## Aim
Copy out every line in the items below that contains the string "rock". Case matters, so uppercase and lowercase letters count as different.

## Extracted information
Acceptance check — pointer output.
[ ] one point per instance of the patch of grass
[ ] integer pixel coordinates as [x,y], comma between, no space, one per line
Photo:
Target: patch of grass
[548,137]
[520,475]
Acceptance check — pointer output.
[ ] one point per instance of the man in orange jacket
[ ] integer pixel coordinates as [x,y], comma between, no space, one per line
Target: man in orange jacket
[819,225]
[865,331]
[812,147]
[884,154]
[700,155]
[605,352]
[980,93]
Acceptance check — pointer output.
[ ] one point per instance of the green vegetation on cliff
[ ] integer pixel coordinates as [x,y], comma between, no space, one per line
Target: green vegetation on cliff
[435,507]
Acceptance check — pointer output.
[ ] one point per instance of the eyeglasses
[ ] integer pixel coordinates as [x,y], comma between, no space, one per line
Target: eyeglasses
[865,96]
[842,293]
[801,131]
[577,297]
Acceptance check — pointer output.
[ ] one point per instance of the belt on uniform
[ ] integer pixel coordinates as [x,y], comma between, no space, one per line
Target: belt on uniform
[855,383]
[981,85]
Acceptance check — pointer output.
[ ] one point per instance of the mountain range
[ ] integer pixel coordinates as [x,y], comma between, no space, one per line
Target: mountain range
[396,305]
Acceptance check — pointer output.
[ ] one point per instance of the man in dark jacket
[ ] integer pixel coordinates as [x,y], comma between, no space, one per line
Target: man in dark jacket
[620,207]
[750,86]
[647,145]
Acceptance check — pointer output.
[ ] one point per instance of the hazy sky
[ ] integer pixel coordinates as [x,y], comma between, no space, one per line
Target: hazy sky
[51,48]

...

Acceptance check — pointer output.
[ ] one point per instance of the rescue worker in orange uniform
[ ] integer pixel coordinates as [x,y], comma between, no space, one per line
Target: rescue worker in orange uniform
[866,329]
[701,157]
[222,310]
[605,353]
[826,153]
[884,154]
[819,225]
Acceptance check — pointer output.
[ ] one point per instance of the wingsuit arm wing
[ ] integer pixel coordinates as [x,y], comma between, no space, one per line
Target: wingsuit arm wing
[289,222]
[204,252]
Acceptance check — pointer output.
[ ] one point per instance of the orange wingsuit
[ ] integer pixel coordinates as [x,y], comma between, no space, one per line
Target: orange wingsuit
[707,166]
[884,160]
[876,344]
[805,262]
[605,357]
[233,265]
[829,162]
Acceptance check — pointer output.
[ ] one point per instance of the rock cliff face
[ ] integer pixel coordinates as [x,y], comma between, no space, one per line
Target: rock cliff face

---

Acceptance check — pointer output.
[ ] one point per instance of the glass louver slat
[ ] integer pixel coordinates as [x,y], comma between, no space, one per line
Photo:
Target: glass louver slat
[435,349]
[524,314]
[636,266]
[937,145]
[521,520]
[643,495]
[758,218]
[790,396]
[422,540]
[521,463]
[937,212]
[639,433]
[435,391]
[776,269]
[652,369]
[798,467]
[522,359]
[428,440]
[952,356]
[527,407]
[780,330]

## Right answer
[ ] one point per instance of the rock cliff face
Target: rock cliff face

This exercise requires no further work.